=== Records for processing ===

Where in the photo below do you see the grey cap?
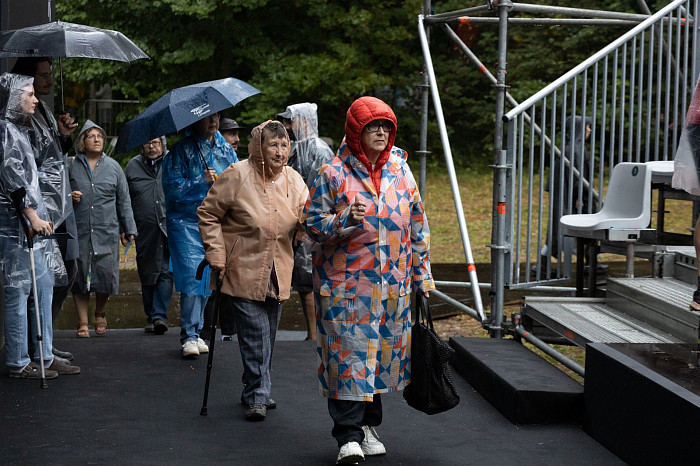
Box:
[277,107,292,120]
[219,118,243,133]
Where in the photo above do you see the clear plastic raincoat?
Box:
[70,120,137,294]
[0,73,54,288]
[287,102,333,291]
[672,79,700,195]
[162,131,238,296]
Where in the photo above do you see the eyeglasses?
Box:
[365,120,394,133]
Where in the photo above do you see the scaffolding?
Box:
[418,0,700,354]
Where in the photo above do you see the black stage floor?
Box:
[0,328,624,466]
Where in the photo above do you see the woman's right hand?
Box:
[348,199,365,225]
[31,216,53,236]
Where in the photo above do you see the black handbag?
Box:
[403,293,459,414]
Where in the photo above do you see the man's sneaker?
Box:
[182,340,199,359]
[360,426,386,456]
[197,338,209,354]
[153,319,168,335]
[49,357,80,375]
[51,346,73,361]
[9,361,58,380]
[335,442,365,464]
[245,403,267,421]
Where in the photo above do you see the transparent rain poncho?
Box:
[672,79,700,195]
[287,102,333,280]
[0,73,66,287]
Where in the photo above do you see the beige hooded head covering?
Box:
[248,120,290,193]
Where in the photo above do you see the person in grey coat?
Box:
[69,120,137,338]
[277,102,333,340]
[124,136,173,335]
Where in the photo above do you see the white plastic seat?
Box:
[559,162,652,241]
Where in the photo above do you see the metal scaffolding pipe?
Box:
[425,5,491,24]
[418,15,484,321]
[515,325,586,377]
[503,0,687,121]
[430,290,484,322]
[512,3,649,21]
[452,16,643,26]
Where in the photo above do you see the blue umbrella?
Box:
[114,78,260,154]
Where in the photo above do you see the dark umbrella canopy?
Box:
[115,78,260,154]
[0,21,148,62]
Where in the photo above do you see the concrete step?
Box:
[606,278,700,343]
[522,296,683,348]
[450,337,583,424]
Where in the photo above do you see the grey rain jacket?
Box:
[69,120,137,294]
[124,136,170,286]
[31,99,78,260]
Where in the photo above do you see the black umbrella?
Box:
[0,21,149,109]
[114,78,260,154]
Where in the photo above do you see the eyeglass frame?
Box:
[364,120,394,133]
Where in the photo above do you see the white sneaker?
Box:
[335,442,365,464]
[197,338,209,354]
[361,426,386,456]
[182,340,199,358]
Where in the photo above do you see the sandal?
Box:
[75,322,90,338]
[95,311,107,335]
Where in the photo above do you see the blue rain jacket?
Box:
[162,131,238,296]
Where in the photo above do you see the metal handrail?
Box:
[503,0,687,122]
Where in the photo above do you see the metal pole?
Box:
[418,15,484,322]
[515,325,586,377]
[418,0,431,203]
[489,0,513,338]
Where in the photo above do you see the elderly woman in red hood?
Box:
[197,121,309,421]
[305,97,435,463]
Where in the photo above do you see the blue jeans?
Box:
[180,293,209,344]
[5,249,53,370]
[227,293,282,404]
[141,272,173,324]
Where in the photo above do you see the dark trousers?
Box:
[199,291,236,340]
[328,393,382,447]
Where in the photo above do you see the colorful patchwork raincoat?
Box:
[305,97,435,401]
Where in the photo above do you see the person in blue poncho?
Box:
[163,113,238,358]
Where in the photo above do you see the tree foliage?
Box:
[56,0,663,165]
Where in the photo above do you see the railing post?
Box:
[489,0,513,338]
[418,0,431,198]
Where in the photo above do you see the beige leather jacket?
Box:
[197,122,309,301]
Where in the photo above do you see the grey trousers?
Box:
[220,293,282,405]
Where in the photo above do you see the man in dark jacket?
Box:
[124,136,173,335]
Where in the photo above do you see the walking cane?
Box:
[197,259,222,416]
[10,188,49,388]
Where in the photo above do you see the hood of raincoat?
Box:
[345,97,396,166]
[287,102,318,141]
[0,73,34,125]
[75,119,107,154]
[248,120,289,179]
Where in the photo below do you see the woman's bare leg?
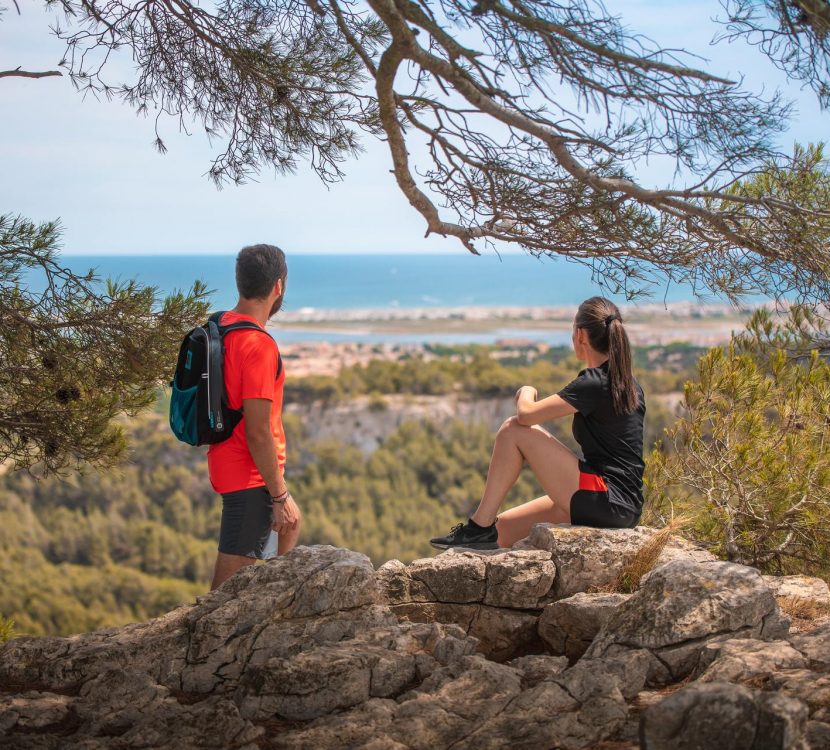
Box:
[496,495,571,547]
[472,417,579,538]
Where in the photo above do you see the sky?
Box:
[0,0,830,255]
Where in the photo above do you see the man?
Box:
[208,245,300,590]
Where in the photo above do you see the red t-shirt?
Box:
[208,312,285,494]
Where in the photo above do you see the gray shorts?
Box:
[219,487,277,560]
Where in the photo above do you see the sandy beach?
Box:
[269,303,752,377]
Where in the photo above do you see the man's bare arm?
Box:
[242,398,286,497]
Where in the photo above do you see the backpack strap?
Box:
[208,310,282,378]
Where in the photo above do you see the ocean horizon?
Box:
[45,253,736,312]
[26,253,756,346]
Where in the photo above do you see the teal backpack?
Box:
[170,312,282,445]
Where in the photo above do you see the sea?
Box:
[30,252,736,345]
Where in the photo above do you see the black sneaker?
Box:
[429,521,499,549]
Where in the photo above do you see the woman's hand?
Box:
[271,493,300,534]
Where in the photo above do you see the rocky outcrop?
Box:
[0,526,830,750]
[640,682,809,750]
[519,523,715,599]
[587,560,788,684]
[539,593,630,661]
[378,550,556,661]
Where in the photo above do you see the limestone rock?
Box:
[0,546,485,750]
[509,654,568,687]
[523,523,715,599]
[763,669,830,724]
[392,602,542,661]
[790,622,830,669]
[586,560,786,684]
[235,624,475,720]
[273,656,627,750]
[377,550,556,661]
[539,593,629,661]
[697,638,807,682]
[378,550,556,609]
[640,682,807,750]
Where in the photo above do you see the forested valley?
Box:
[0,345,702,635]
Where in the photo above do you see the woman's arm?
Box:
[516,385,576,427]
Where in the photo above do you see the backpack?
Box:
[170,311,282,445]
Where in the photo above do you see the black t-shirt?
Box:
[559,361,646,513]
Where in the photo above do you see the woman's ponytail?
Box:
[576,297,640,415]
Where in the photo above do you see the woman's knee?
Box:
[498,416,527,435]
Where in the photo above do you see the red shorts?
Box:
[571,461,640,529]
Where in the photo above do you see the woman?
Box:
[430,297,646,549]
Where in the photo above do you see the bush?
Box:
[646,308,830,576]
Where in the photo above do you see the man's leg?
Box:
[210,552,256,591]
[277,510,303,555]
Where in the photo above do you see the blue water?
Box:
[52,252,712,311]
[29,252,740,346]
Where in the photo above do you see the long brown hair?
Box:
[574,297,640,415]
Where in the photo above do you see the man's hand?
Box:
[271,494,300,534]
[516,385,539,403]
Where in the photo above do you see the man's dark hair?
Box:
[236,245,288,299]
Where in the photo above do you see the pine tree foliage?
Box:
[0,0,830,302]
[0,215,207,473]
[647,308,830,576]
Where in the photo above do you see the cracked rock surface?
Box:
[0,525,830,750]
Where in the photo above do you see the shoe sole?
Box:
[430,542,499,550]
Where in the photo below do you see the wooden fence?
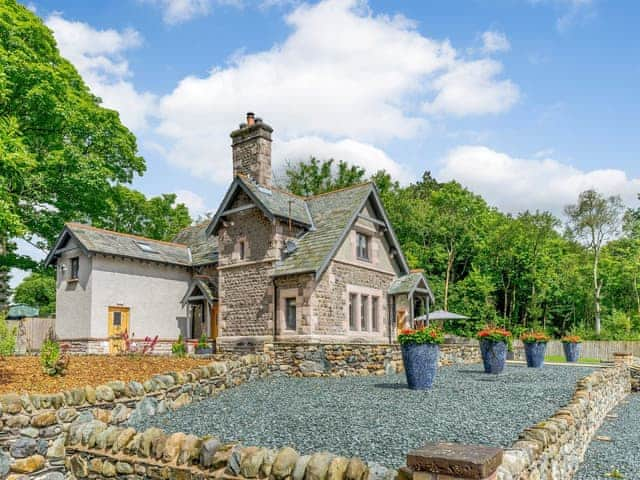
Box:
[514,340,640,360]
[7,317,55,354]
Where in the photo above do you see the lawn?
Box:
[544,355,600,365]
[0,355,211,394]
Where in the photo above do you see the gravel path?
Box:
[574,393,640,480]
[127,365,591,467]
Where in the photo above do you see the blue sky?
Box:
[12,0,640,284]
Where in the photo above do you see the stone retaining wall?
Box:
[266,338,480,377]
[0,354,271,480]
[497,365,631,480]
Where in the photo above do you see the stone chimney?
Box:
[231,112,273,187]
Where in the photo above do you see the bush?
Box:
[171,334,187,357]
[0,313,17,357]
[40,338,69,377]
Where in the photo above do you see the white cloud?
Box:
[175,189,211,218]
[273,137,415,183]
[482,30,511,53]
[437,146,640,215]
[157,0,518,183]
[46,13,156,130]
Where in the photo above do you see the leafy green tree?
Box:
[93,185,191,240]
[14,272,56,317]
[565,190,624,335]
[279,157,365,196]
[0,0,145,262]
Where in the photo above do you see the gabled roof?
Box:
[173,220,218,267]
[275,182,408,278]
[45,223,191,266]
[388,272,435,301]
[206,176,313,235]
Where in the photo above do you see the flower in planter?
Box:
[478,327,511,343]
[561,335,582,343]
[398,327,444,345]
[520,331,551,343]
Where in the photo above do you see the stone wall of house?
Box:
[0,354,271,480]
[497,365,631,480]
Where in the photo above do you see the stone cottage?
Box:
[46,113,432,353]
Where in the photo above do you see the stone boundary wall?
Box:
[497,365,631,480]
[0,354,271,480]
[265,338,481,377]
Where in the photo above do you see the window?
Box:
[70,257,80,280]
[349,293,357,330]
[360,295,369,332]
[135,242,158,253]
[371,297,378,332]
[284,297,296,330]
[356,232,369,260]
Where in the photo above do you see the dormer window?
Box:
[135,242,158,253]
[356,232,370,260]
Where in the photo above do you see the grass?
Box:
[544,355,600,364]
[0,355,211,394]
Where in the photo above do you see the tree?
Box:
[0,0,145,260]
[564,190,624,335]
[14,272,56,317]
[93,185,191,240]
[278,157,365,196]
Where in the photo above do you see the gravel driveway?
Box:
[574,393,640,480]
[133,365,591,467]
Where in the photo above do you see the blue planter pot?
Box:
[402,343,440,390]
[562,343,580,363]
[524,342,547,368]
[480,340,507,374]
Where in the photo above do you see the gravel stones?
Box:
[129,365,591,466]
[573,394,640,480]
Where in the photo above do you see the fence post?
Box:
[399,443,503,480]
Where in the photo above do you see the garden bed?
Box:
[0,355,211,394]
[133,365,591,467]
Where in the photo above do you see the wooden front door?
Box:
[211,302,218,340]
[107,307,129,353]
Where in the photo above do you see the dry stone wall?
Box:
[497,365,631,480]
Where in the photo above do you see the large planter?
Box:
[524,342,547,368]
[562,342,580,363]
[480,340,507,374]
[402,343,440,390]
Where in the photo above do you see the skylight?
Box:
[135,242,160,253]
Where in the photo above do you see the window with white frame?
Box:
[284,297,297,331]
[356,232,370,260]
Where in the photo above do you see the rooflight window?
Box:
[135,242,160,253]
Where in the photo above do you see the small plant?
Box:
[398,327,444,345]
[520,331,551,343]
[196,333,209,350]
[171,334,187,357]
[478,326,511,345]
[40,338,70,377]
[561,335,582,343]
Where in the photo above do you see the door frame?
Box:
[107,305,131,354]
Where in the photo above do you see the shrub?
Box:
[520,331,551,343]
[398,327,444,345]
[171,334,187,357]
[0,313,17,357]
[40,338,69,377]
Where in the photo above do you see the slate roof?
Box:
[275,183,373,275]
[61,223,191,266]
[173,220,218,267]
[238,177,313,226]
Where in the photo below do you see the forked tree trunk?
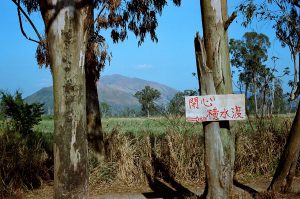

===

Copy word for word the lines of the listing from the one containing "Where in the photo above do you see the stone wall" through the one containing "[265,338,481,377]", including both of those lines.

Solution for this problem:
Where in the photo above do you see the stone wall of house?
Box:
[0,354,271,480]
[497,365,631,480]
Where in the photo above do you see the stone cottage?
Box:
[46,113,432,353]
Where in the photo above do you see the stone boundary wall?
Box:
[497,365,631,480]
[0,354,271,480]
[265,338,481,377]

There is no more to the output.